> _PROBLEM TO SOLVE_
In the material, rewrite the stretch from the line containing "target: concrete wall" through the line containing "383), (966, 393)]", changing "concrete wall" to "stone wall" and leaving every other character as it stands. Return only those lines.

> _Records from a dataset_
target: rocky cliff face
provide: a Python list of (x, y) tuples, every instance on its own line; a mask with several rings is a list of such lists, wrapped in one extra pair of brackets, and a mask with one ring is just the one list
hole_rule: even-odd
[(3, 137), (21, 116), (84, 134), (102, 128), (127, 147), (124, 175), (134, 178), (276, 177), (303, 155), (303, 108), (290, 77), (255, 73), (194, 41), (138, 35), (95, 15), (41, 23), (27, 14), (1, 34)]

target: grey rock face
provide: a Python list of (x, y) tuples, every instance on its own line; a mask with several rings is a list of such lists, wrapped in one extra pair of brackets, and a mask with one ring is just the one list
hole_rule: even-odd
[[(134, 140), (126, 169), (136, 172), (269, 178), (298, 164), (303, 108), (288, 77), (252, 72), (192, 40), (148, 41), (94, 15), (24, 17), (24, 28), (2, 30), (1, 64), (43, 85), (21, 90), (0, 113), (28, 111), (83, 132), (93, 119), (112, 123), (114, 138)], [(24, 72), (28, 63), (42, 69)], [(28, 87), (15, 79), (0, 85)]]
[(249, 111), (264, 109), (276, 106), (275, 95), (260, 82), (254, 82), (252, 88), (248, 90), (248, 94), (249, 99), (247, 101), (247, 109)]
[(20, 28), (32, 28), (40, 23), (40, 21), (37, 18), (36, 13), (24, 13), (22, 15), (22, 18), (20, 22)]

---

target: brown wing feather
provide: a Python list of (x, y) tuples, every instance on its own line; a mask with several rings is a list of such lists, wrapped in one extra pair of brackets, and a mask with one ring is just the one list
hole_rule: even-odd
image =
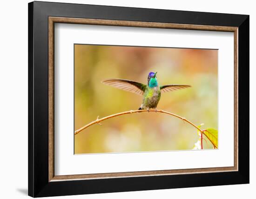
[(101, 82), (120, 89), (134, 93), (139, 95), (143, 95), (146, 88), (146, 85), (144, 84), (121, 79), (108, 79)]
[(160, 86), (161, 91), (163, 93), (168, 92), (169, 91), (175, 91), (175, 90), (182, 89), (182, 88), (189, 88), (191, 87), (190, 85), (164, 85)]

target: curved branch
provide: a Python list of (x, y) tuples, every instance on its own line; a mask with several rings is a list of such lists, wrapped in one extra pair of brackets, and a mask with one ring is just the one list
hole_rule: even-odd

...

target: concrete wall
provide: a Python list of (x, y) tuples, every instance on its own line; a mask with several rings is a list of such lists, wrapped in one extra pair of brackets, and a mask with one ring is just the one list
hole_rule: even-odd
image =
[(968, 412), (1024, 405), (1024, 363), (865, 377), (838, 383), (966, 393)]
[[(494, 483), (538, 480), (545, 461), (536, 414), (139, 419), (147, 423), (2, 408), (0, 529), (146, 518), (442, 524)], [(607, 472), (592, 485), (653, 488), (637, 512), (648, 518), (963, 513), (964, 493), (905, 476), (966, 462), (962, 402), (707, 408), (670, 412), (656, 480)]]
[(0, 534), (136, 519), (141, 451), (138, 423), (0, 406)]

> _ANSWER TO THE EXERCISE_
target: stone wall
provide: a Python list of (x, y) tuples, every instance on its own line; a mask with several rings is a list of such lists, wrapped in one extra pair of brackets, and a mask with one ring is just the one list
hole_rule: even-odd
image =
[(968, 412), (1024, 405), (1024, 363), (865, 377), (838, 383), (966, 393)]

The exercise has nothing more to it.